> **Your instructions**: Convert all the material below into a Markdown table with the columns Row and Line, giving each line its own numbered row and skipping blank lines. Leave the pictures out of the table.

----- Extracted data -----

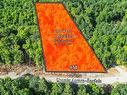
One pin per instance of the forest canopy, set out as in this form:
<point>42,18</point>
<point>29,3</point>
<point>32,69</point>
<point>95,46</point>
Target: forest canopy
<point>103,23</point>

-----

> **Full output**:
| Row | Line |
|---|---|
| 1 | One pin per instance of the forest canopy, set out as in this form: |
| 2 | <point>42,18</point> |
| 3 | <point>29,3</point> |
| 4 | <point>32,69</point> |
| 5 | <point>95,46</point> |
| 6 | Target: forest canopy |
| 7 | <point>103,23</point> |